* EXCERPTED TEXT
Thence it was straight to my newly acquired 2nd hand woodrat for the asymmetric dovetails on the main body of the box - sides first.....



I have used a woodrat before, and wasn't happy with the accuracy when cutting batches of components simultaneously, so have adopted the approach suggested here - http://www.aldel.co.uk/dovetails.htm - I find with care you end up with very accurate result albeit more time consuming than processing in batches. More photos of that later when it comes to the trays....
Initial test dry fit suggested that my approach was the right one for me.




My hound is looking sad and demanding a walk - more to follow later


----------



## jkljosh (12 Jun 2017)

Hound excercised, dinner cooked - refreshed and ready for next instalment. I had decided on a cedar base for the box as I think, as with drawers, it is lovely to open a box and have that lovely cedar aroma assail your nostrils. Being a bluff old traditionalist I opted to have the base floating in a rebate in the box sides to allow for any differential movement between the two different species - yes I know it's unlikely on such a small item and with well seasoned wood, but....., like I said I'm a bluff old traditionalist. 

Trusty triton router table to the fore




to put a step on the base




Easily enough done and then stress levels rose as I approached my snugly-dovetailed box sides for the associated rebate. I dunno about the rest of you, but I'm a great believer in test pieces to get set ups right.




The front and back could simply be routed along their whole length, but the sides needed stopped rebates to maintain the integrity of the ends of the dovetails. A couple of clamped blocks did the trick - one day I'll get round to making a fancy jig for the router table to make this simpler.




Small spot of fettling with some nicely honed chisels to square up the ends of the stopped rebates....




Hey presto




Overall a successful outcome.


----------



## jkljosh (12 Jun 2017)

The lid then needed to be fitted which was going to require some accurate work to get the placement of the homemade pivot hinges spot on. As I said in the introduction, I couldn't source any small enough decent quality butt hinges so had decided to go down the path of making my own hinges. These help with the clean lines on the outside of the box that I wanted to achieve, but did give me a bit of a headache over how to get the relevant holes accurately in place in both the edge of the lid and the back corner of the sides. As you might be able to spot from the earlier drawings, the box sides extend above the lid, so it wasn't quite as simple as it might have been had I made the sides flush with the top.

But first I needed to drill the end of the lid to take the brass dowel pin. It was then I realised that my earlier issues with the planer had left me rather less material to play with than my planned 11mm thickness for the sides - I was down to 9mm!! Ho hum, all I needed to do was accurately centre a 6mm hole in the edge of the board in exactly the same relative position to ensure that the lid would swing square once fixed between the two sides. Marking out accurately seemed the best place to start.....

* EXERCISE DESCRIPTION
Reproduce the part of the box-making thread that opens with the words containing "Hound excercised, dinner" and closes with "bluff old traditionalist.", switching every "cedar" to "sandalwood". The rows that come after the box-making thread are separate material.

* SUPPLIED INFORMATION
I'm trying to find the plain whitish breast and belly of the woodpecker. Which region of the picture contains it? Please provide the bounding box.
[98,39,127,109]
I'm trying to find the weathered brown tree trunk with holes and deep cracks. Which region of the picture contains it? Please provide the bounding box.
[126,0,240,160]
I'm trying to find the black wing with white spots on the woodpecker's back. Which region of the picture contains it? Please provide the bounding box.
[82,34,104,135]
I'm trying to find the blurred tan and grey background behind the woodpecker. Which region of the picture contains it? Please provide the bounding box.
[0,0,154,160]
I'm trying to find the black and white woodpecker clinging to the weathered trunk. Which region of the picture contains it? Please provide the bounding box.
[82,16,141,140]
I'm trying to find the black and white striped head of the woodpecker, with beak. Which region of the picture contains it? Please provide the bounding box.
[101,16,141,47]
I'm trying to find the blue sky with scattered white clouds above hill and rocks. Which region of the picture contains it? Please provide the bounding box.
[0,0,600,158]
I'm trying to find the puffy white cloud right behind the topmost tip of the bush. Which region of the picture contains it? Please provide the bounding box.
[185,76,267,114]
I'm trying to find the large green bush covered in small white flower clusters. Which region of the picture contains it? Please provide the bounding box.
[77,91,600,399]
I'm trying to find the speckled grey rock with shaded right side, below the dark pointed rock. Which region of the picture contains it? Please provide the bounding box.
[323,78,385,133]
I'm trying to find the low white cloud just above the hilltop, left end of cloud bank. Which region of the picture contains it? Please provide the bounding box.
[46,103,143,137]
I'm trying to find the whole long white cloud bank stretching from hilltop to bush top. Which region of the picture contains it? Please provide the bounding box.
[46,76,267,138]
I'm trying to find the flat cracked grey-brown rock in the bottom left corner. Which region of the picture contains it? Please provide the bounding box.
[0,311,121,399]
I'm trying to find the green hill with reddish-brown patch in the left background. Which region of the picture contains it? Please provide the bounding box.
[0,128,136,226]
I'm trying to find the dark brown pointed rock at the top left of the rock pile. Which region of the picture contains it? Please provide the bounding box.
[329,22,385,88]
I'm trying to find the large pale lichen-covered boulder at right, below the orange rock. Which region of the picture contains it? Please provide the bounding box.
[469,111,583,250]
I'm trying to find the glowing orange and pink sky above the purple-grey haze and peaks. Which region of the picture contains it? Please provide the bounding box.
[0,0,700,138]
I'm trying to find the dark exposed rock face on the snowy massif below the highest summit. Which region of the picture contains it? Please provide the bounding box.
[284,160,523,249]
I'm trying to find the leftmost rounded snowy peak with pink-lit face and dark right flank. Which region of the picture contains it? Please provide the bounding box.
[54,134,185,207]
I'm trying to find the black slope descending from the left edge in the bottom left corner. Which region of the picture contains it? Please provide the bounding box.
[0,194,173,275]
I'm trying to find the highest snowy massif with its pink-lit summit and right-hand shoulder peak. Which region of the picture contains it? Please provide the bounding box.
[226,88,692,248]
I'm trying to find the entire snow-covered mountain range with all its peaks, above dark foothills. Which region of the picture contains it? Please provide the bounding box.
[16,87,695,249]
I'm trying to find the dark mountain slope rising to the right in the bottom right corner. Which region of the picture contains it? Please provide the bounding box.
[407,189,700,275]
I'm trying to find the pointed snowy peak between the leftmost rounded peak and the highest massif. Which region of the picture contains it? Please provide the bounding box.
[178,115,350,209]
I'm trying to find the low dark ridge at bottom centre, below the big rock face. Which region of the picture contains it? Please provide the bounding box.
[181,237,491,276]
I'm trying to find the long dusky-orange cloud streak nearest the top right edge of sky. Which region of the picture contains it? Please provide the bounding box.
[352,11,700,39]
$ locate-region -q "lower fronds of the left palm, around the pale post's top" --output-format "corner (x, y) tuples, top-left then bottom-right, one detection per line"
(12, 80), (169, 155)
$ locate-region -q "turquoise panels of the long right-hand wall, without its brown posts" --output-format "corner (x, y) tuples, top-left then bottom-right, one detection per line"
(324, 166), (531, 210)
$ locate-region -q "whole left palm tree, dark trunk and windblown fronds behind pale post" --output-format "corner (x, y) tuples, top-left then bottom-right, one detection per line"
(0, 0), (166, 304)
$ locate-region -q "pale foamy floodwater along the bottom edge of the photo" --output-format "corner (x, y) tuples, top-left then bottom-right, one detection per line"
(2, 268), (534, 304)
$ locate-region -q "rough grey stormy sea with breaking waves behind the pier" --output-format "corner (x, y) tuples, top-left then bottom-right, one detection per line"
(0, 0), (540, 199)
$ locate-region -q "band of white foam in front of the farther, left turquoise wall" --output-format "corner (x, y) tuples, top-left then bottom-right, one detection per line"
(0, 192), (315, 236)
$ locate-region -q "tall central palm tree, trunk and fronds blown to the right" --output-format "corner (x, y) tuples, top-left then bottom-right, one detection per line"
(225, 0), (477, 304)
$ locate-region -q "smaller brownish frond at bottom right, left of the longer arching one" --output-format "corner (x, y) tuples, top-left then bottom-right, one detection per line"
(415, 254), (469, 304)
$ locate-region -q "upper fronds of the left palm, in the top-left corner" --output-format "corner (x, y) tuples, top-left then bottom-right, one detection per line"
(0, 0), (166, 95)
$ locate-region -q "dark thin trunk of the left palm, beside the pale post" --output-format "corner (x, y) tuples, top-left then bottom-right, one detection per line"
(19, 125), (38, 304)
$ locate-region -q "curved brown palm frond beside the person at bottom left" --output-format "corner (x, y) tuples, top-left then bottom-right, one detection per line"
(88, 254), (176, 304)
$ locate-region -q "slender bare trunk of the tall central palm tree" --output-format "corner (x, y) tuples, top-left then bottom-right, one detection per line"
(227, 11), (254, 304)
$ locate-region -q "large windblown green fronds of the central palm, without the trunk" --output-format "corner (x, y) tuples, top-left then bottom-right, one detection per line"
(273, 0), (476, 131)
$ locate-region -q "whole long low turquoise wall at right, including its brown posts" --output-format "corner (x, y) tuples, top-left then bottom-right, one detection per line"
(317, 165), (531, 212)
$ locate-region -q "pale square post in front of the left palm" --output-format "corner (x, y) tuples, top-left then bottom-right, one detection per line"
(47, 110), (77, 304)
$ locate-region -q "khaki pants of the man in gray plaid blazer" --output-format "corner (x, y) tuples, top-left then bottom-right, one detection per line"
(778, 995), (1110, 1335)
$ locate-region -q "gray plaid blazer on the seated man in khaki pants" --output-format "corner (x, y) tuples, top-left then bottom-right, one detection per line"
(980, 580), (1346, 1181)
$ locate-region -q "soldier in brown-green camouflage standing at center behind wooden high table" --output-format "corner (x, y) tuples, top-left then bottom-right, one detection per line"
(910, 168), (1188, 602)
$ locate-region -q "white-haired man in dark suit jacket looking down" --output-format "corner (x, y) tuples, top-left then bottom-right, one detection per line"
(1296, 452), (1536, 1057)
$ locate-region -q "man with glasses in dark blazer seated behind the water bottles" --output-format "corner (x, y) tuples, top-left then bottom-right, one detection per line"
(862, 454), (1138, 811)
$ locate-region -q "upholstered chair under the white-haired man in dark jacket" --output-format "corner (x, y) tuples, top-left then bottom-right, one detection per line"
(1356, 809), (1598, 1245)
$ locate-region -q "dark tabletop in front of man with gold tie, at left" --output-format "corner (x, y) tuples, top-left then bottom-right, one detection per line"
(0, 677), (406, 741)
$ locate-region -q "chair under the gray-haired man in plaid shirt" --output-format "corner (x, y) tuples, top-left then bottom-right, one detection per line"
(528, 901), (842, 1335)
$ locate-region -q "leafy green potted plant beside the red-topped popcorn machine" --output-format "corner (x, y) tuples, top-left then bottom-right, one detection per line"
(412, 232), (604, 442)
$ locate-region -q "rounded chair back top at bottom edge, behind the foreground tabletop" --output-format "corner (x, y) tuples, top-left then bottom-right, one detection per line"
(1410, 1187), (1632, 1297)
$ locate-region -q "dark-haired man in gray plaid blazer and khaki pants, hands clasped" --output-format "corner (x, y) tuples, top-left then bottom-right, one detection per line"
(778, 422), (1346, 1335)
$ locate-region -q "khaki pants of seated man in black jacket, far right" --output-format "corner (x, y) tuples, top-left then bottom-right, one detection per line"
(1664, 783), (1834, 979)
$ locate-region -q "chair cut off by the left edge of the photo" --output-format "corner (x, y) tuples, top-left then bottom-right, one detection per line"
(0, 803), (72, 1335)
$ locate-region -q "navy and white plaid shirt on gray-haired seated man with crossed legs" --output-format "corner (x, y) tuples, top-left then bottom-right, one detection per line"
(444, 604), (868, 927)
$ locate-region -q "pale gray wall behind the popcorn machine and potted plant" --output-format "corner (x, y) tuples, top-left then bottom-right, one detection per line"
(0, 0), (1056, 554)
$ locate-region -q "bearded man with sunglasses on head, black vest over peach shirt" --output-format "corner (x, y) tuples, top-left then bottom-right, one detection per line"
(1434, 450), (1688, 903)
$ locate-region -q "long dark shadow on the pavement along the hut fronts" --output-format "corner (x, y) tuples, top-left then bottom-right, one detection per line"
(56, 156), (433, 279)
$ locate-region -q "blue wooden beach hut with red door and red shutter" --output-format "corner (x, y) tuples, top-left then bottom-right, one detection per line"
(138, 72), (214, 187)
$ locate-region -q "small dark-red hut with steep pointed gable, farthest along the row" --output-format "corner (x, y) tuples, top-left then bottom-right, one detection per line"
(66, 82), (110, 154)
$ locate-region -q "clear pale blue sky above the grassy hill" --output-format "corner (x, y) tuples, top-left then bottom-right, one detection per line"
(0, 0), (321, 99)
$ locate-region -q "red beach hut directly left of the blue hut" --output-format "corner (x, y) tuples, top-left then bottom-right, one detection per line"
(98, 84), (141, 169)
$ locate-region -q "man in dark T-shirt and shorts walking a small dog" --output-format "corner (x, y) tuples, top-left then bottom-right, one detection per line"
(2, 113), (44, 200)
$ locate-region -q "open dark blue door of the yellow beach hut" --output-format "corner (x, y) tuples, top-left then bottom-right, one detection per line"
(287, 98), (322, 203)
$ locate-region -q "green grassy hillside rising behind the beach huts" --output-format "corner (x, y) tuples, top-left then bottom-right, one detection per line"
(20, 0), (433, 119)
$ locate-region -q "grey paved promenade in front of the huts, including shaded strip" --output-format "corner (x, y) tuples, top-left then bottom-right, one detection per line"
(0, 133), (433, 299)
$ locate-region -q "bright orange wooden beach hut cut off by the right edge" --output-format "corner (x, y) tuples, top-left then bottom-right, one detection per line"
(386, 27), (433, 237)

* RESPONSE TO THE EXERCISE
Hound excercised, dinner cooked - refreshed and ready for next instalment. I had decided on a sandalwood base for the box as I think, as with drawers, it is lovely to open a box and have that lovely sandalwood aroma assail your nostrils. Being a bluff old traditionalist I opted to have the base floating in a rebate in the box sides to allow for any differential movement between the two different species - yes I know it's unlikely on such a small item and with well seasoned wood, but....., like I said I'm a bluff old traditionalist.